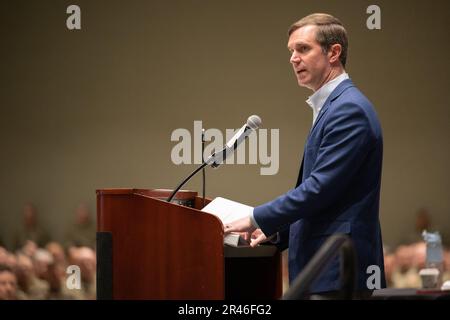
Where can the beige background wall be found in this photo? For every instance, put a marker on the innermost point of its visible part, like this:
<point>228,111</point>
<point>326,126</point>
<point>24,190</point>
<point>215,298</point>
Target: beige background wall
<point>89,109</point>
****
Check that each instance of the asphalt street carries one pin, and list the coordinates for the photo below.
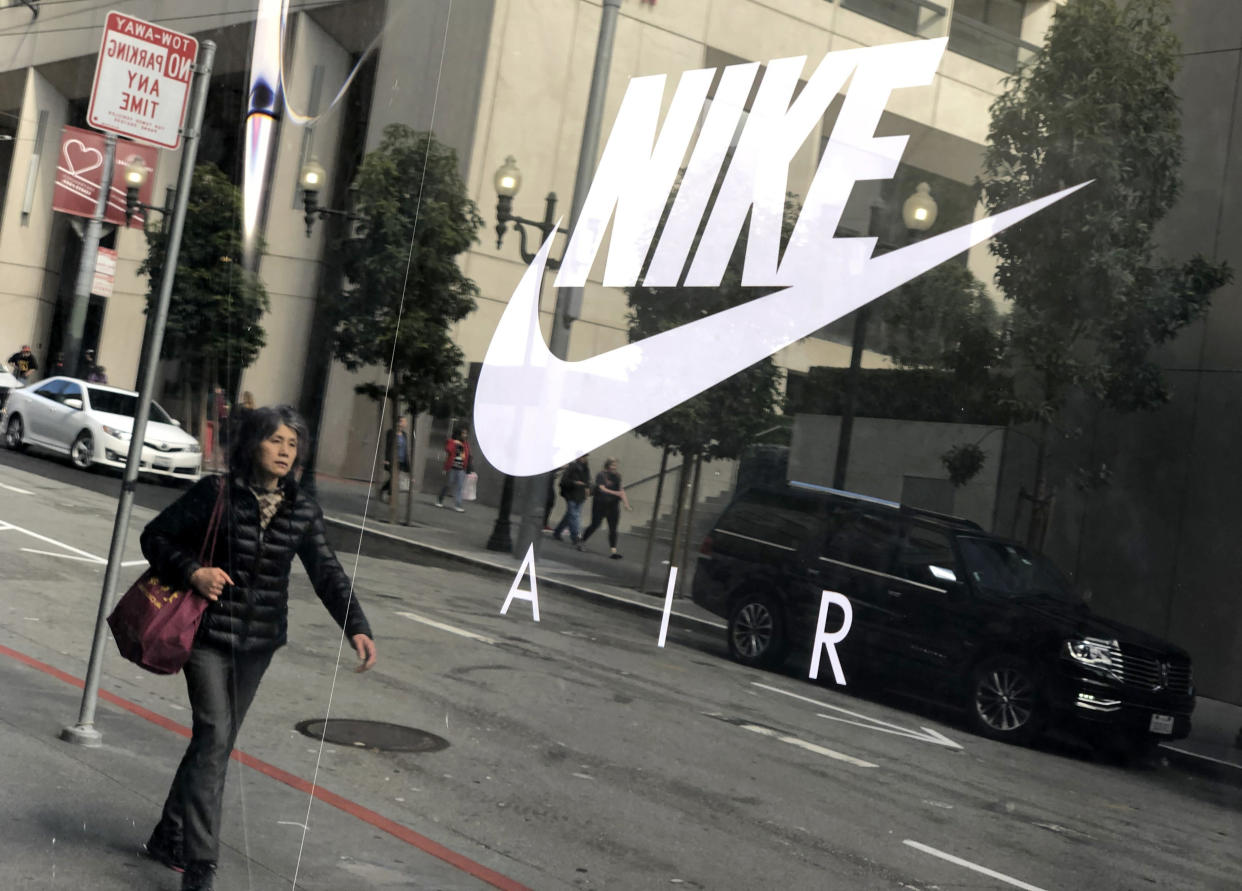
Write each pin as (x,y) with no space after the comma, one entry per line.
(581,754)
****
Task directions. Wherever the string "photo" appears in a line of the records, copy that line.

Solution for this exercise.
Where can the beige background wall be found in this photo? For every instance, put a marker on the innermost point of its visible part, like this:
Check that each instance of the asphalt street carries one pin, and list the coordinates for the photo below.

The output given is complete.